A técnica para produzir gametas em laboratório é revolucionária, e pode ser uma nova estratégia para casais com infertilidade. No entanto, uma das principais dificuldades no cultivo de gametas em laboratório é a reprogramação epigenética. Num artigo recente, publicado na revista Nature, pesquisadores tentaram driblar esse desafio, criando uma estratégia para gametogênese in vitro.
A epigenética é um importante obstáculo na gametogênese humana in vitro
Um dos maiores desafios para cultivar gametas em laboratório é a essa epigenética que é presente in vivo. A epigenética consiste em “marcas” presentes no DNA, capazes de ativar ou silenciar um gene, portanto, são de extrema importância para o desenvolvimento dos gametas.
Vamos relembrar:
A partir do 12º dia embrionário, enquanto o embrião se desenvolve, inicia-se o processo de reprogramação epigenética através de dois mecanismos: desmetilação do DNA e remodelação da modificação de histonas.
Por volta de 7 a 8 semanas após a fertilização, as células completam o processo de reprogramação e se diferenciam em pró-espermatozoides mitóticos ou oogônias, precursores para a diferenciação de espermatogônias ou oócitos, respectivamente.
A reprogramação epigenética redefine as memórias epigenéticas parentais e diferencia as células germinativas primordiais (CGPs) em pró-espermatozoides ou oogônias mitóticas. Este processo garante o desenvolvimento sexualmente dimórfico das células germinativas.
A reconstituição in vitro da reprogramação epigenética em humanos continua sendo um desafio fundamental. No artigo publicado em maio desse ano na revista Nature, os pesquisadores estabeleceram uma estratégia para induzir a reprogramação epigenética e a diferenciação de células semelhantes a CGPs humanas (hPGCLCs) derivadas de células-tronco pluripotentes em pró-espermatozoides ou oogônias mitóticas.
Com esses conhecimentos, avançamos em direção ao cultivo de espermatozoides e óvulos em laboratório.

________________________

Repita fielmente o trecho do texto sobre gametogênese in vitro que abre com as palavras que contêm "Por volta de" e fecha com "ou oócitos, respectivamente.". As linhas abaixo não têm nenhum papel nesta tarefa.

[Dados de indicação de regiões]

________________________

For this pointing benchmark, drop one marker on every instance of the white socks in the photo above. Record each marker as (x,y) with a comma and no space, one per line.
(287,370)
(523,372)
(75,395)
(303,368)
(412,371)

________________________

▸ Tarefa concluída:
Por volta de 7 a 8 semanas após a fertilização, as células completam o processo de reprogramação e se diferenciam em pró-espermatozoides mitóticos ou oogônias, precursores para a diferenciação de espermatogônias ou oócitos, respectivamente.